Reproduce the following records exactly from the line containing "Exercise. Point to every instance of the football cleat" onward, ending with the last line and including it.
---- Rows
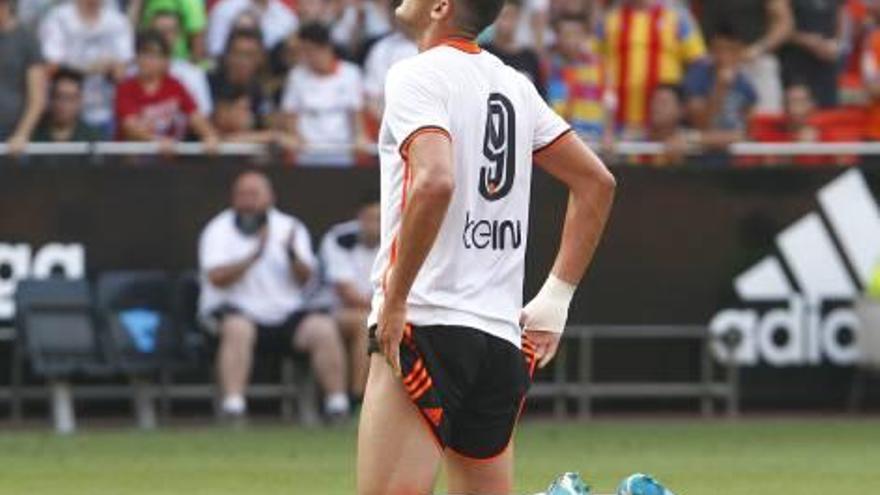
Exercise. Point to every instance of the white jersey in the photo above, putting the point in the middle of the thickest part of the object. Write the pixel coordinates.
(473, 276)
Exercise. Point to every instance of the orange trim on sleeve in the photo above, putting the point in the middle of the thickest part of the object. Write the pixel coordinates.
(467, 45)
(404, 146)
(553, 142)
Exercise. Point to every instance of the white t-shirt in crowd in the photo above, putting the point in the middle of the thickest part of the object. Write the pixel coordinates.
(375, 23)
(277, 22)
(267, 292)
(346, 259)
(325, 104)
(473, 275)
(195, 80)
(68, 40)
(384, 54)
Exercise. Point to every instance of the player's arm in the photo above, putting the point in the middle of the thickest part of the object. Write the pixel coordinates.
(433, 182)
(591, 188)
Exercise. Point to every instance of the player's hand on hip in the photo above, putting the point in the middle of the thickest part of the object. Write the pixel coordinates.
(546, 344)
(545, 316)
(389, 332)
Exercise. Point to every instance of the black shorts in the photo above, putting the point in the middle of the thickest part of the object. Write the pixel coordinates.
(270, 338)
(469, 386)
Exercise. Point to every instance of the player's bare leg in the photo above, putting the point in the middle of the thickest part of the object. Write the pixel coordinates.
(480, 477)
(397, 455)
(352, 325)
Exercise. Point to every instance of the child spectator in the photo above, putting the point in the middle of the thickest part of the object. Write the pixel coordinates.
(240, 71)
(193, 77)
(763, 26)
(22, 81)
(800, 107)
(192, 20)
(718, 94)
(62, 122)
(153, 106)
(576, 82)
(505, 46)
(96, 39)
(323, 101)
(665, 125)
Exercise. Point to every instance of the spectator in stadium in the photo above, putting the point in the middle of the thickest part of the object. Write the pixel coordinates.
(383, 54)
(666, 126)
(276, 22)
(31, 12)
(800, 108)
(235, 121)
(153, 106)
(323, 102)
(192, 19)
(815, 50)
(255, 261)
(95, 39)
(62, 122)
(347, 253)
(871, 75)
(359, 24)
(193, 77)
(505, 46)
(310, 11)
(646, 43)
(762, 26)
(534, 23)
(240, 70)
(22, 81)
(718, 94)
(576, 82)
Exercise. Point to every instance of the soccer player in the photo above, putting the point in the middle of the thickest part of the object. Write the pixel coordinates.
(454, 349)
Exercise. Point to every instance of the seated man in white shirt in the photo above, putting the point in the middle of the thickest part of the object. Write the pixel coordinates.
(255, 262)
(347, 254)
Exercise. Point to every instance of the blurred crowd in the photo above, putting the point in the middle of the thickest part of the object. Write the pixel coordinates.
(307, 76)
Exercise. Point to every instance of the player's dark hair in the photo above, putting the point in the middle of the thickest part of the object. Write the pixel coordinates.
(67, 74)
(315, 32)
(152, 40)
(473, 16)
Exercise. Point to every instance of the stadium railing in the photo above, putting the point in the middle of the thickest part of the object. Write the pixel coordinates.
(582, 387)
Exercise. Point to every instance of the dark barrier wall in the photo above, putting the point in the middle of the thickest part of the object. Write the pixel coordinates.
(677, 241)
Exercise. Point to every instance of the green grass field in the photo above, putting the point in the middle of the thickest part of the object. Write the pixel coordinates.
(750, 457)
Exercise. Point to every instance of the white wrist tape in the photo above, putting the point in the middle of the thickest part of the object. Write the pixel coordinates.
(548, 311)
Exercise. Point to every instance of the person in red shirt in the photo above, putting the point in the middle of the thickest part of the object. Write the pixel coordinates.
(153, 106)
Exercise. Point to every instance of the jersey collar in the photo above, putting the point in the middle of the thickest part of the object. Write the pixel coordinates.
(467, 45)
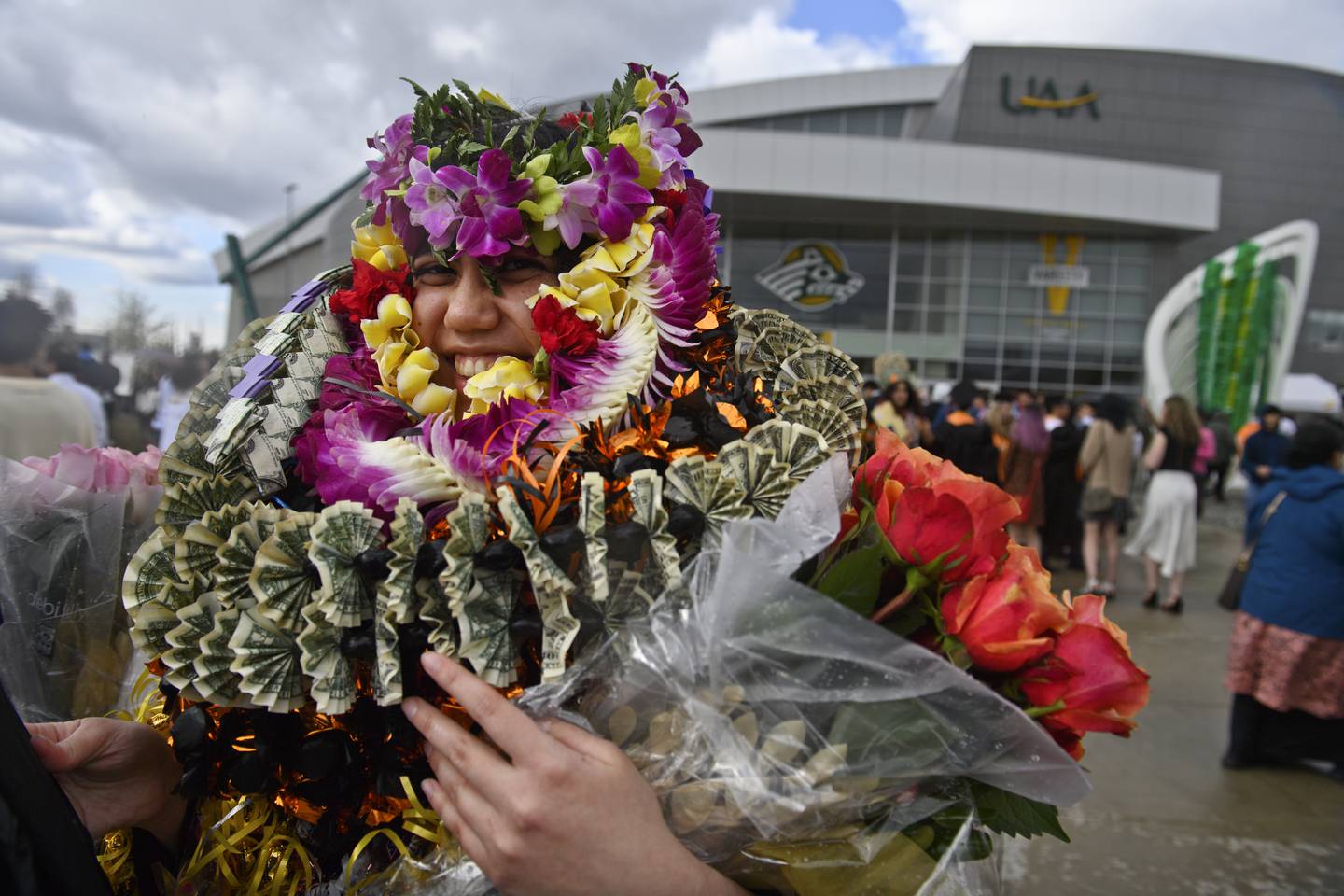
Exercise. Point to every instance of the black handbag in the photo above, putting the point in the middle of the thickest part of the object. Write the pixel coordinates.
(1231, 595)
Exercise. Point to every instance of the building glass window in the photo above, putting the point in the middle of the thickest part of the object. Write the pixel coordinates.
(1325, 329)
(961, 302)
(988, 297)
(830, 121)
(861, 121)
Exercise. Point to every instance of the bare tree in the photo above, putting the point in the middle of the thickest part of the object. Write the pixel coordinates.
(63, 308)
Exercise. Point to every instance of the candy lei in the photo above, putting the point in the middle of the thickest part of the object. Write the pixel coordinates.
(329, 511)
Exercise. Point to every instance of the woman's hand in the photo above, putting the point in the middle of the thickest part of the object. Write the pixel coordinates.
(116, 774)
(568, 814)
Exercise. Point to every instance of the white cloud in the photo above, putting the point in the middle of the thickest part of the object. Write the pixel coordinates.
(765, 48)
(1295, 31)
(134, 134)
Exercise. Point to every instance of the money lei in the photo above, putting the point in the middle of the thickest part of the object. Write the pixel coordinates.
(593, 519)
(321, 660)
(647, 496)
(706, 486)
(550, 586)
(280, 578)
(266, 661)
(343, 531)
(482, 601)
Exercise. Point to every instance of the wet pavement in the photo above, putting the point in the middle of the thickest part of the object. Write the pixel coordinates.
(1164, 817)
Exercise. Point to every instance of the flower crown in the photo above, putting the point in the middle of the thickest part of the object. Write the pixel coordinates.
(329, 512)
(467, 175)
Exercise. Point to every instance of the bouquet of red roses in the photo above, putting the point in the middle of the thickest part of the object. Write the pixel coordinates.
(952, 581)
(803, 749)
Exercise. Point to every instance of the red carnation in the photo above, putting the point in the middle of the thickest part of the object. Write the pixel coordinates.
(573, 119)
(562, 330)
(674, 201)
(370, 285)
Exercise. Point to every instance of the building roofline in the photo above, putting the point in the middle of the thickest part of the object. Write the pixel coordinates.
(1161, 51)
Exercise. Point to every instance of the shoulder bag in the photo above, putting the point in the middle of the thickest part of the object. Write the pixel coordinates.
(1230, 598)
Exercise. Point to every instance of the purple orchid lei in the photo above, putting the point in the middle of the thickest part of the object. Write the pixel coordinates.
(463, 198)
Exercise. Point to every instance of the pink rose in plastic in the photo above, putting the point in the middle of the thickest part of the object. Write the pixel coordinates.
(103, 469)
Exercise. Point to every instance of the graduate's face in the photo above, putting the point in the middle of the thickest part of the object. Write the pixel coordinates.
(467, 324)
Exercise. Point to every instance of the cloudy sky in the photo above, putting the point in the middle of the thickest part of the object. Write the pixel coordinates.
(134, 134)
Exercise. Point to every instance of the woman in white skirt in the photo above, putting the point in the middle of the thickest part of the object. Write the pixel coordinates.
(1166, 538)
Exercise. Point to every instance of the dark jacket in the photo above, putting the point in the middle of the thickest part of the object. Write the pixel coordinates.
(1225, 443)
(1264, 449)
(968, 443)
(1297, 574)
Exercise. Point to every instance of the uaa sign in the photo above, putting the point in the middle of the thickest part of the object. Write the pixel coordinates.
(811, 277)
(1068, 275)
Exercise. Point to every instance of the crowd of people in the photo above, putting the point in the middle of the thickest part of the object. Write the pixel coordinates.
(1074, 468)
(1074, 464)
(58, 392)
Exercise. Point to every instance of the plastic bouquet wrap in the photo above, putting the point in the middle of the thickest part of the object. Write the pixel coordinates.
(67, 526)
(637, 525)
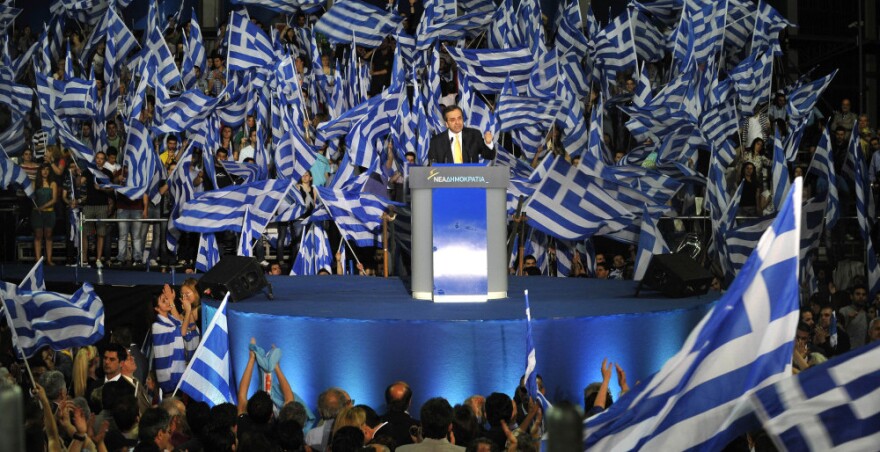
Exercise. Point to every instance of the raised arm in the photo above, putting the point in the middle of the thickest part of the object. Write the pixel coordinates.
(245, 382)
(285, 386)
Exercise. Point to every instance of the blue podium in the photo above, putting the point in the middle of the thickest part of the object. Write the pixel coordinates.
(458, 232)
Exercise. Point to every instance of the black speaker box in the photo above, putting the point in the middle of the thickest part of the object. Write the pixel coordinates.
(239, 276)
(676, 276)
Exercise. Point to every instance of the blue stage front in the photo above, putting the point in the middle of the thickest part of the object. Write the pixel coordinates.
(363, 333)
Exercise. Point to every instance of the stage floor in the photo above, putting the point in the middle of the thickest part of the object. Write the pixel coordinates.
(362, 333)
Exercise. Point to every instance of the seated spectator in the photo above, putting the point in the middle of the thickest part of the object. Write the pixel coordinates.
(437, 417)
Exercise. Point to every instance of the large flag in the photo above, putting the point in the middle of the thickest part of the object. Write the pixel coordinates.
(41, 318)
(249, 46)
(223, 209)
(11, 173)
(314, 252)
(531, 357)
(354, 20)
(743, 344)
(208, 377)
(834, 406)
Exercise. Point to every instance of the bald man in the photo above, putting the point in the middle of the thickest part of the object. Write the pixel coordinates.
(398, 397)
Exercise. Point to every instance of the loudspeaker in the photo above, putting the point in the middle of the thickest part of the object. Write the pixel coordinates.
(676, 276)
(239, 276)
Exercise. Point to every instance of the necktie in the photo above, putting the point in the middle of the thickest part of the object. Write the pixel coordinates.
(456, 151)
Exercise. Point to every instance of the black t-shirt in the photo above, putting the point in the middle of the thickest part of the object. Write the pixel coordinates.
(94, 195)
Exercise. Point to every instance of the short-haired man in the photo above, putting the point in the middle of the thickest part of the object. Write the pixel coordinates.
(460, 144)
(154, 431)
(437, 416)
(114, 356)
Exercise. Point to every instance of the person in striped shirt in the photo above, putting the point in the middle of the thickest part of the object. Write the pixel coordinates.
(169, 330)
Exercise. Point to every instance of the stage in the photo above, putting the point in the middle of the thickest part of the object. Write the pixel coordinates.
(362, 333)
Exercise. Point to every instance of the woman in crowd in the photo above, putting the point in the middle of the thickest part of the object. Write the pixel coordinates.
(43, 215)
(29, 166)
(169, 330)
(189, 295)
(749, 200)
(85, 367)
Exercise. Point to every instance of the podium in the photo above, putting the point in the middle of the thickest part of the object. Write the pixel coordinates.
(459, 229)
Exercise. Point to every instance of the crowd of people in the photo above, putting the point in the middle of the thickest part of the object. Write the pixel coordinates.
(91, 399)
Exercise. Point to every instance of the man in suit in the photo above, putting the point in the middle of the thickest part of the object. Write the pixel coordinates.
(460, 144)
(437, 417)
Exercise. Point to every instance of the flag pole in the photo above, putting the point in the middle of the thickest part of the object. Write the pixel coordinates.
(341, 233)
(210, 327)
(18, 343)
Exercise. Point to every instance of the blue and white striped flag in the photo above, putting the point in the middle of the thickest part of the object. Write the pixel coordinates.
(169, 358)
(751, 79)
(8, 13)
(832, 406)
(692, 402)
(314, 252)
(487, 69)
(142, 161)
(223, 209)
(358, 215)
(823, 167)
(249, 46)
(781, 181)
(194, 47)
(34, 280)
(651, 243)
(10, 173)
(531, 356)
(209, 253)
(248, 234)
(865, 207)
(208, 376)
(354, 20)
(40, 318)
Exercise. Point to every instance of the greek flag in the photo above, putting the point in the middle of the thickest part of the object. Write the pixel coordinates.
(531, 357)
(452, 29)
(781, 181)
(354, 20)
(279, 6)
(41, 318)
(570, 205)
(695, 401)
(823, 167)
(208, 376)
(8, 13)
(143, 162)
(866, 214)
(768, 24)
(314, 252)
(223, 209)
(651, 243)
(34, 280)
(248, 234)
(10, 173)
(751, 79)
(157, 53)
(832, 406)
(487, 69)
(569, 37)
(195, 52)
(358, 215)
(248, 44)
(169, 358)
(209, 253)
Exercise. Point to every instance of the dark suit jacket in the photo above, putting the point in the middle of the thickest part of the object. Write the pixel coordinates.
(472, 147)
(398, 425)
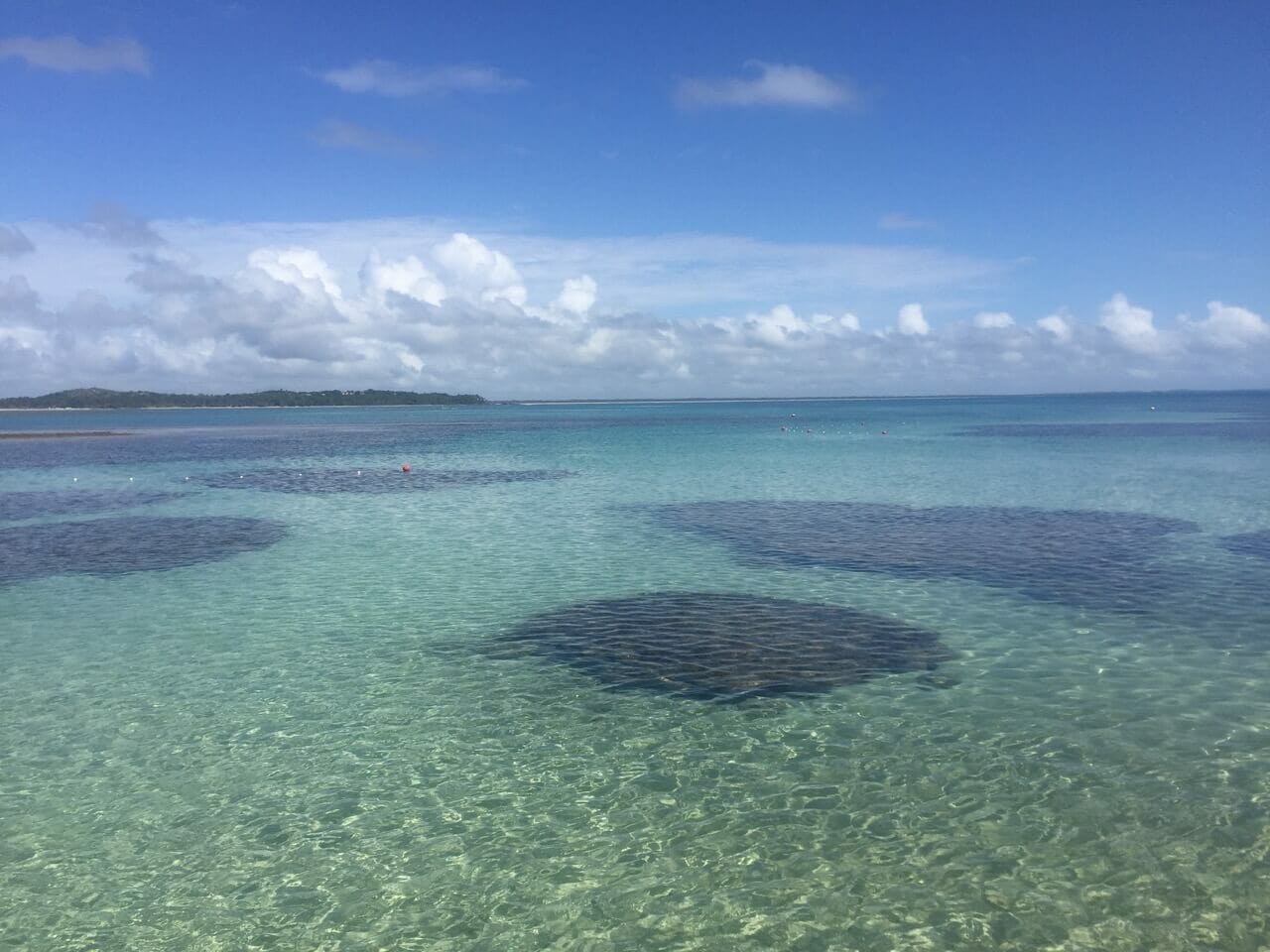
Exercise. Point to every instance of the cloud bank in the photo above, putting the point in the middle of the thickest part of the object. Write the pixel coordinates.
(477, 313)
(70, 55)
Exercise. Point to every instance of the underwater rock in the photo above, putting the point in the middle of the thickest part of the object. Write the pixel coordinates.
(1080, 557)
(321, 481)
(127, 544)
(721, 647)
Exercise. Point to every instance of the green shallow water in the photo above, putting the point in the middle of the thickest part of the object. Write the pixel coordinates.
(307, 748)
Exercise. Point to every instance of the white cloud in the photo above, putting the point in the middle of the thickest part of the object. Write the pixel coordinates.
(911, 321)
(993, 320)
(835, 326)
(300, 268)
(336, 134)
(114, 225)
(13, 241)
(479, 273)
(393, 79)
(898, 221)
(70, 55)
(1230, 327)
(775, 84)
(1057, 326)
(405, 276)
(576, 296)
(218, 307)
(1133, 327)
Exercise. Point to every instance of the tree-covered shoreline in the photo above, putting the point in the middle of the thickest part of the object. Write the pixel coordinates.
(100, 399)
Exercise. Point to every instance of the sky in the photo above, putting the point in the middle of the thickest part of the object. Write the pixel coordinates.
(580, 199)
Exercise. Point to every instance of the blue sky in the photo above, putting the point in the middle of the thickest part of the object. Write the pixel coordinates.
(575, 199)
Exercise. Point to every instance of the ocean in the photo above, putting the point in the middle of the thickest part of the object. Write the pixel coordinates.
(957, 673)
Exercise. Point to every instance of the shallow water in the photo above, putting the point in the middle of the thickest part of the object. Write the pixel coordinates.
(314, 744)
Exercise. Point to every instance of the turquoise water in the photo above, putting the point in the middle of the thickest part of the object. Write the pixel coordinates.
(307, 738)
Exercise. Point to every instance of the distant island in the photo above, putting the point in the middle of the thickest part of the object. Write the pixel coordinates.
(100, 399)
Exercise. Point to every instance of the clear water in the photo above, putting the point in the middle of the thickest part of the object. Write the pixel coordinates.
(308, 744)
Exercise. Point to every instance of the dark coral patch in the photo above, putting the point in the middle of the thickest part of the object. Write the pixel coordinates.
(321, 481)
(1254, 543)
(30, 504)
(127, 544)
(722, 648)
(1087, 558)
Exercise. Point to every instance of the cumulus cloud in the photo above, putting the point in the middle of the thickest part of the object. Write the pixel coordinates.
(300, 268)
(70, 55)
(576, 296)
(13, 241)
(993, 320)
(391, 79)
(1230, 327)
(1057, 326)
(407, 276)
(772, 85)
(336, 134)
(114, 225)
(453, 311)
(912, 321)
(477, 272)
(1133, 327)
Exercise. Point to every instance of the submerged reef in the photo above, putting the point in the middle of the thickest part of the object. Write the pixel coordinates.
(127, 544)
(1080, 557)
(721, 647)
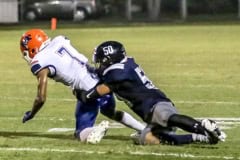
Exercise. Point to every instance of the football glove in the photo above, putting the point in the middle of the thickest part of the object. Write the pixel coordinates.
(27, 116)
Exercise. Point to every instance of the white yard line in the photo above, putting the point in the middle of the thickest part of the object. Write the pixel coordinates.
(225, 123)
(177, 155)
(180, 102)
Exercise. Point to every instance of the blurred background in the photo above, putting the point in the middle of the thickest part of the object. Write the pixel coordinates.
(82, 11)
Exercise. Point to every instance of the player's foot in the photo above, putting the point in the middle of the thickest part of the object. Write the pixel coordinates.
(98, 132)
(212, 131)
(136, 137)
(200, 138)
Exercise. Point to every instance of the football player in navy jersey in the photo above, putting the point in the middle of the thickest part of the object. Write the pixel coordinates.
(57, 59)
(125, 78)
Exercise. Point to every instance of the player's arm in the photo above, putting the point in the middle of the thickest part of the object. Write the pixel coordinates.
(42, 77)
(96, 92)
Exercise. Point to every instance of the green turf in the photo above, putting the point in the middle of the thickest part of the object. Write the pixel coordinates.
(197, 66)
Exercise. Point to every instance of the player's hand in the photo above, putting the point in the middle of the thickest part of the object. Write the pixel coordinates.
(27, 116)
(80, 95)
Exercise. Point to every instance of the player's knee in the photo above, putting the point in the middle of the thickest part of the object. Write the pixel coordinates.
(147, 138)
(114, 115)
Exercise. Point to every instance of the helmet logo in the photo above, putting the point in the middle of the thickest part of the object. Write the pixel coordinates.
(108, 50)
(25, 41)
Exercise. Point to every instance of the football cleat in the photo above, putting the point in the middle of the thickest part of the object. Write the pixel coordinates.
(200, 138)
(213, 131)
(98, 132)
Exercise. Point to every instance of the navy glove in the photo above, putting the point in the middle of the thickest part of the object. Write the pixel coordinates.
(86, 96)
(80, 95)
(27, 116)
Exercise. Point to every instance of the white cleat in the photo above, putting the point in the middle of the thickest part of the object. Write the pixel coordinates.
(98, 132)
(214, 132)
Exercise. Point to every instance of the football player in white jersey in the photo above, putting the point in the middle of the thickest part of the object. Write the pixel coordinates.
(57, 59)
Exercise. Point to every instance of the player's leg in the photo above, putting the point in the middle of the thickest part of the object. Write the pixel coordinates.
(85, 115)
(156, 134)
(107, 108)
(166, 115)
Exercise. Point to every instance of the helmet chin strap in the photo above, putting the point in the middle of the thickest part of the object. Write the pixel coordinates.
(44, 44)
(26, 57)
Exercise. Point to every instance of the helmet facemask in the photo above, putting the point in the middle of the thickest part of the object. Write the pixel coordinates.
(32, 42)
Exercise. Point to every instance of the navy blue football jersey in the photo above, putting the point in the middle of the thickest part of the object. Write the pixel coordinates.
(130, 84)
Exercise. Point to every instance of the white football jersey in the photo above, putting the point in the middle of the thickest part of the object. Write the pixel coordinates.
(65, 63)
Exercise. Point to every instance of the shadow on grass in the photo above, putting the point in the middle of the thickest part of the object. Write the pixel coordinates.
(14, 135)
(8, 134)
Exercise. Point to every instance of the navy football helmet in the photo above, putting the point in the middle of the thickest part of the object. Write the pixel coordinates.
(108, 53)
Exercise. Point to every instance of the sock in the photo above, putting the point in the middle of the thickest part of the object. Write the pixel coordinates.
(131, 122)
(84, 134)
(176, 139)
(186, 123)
--------
- _Completed task_:
Exercise. Point to every instance of the football cleat in the photo above, putting the point in the middle of the thickest part of the object. Write the pixel coordinates.
(200, 138)
(213, 131)
(98, 132)
Exercise. Point to every instance of the navy glove in the photo above, putting the point in the middle of the thickest part of the object. Write the pixel coordinates.
(86, 96)
(80, 95)
(27, 116)
Exercise. Point to every instance of the white cleat in the photo above, putting the point in the middle of the thickest part of the object. Write the pixel coordinates.
(98, 132)
(214, 132)
Exercise. Point to every instance of the football player in white jersey in the photo above, putting the point in the middle of the thickest part of the object. Write the pixel coordinates.
(57, 59)
Exercise. Point to every instance of the player's leg in the photo above, putting the point in the middle of the thickest part of the object. Write the pixel coordinates.
(85, 115)
(156, 134)
(107, 108)
(166, 115)
Exercise. Point to every instance of the helmet chin strap in the photo above, putting the point in the middle of the thickest part of the object. Write the pixel coordinates.
(44, 44)
(26, 57)
Exercise. Point to every instance of the helmet facemask in the photo above, putting the point in the middle of the thickest part of the object. Write the pixel coordinates.
(32, 42)
Exercise. Point to every instance of the navy blue football jersey in the photo above, putting the point in the middle of the thickest part of the object. Write the pixel coordinates.
(130, 84)
Exercise. Point to every instance of the white football jersey in the photo above, putting the point in the middle of the thickest part of the object. Write the pixel coordinates.
(65, 63)
Exercise. Point to every instance of the shadow on grass in the photo above, putting the point in the middle of the thickest part of the object. Write the pixel coordinates.
(14, 135)
(8, 134)
Exercise. Point to every instance of the navy football helmet in the photo above, putting the point in the middle of the thickest part of the object. Write the pixel coordinates.
(108, 53)
Exercise. Point to every instance of the sock in the photo above, putting the point in the middle of the thickest part of the object. Write the pixel coordinates.
(131, 122)
(84, 134)
(176, 139)
(186, 123)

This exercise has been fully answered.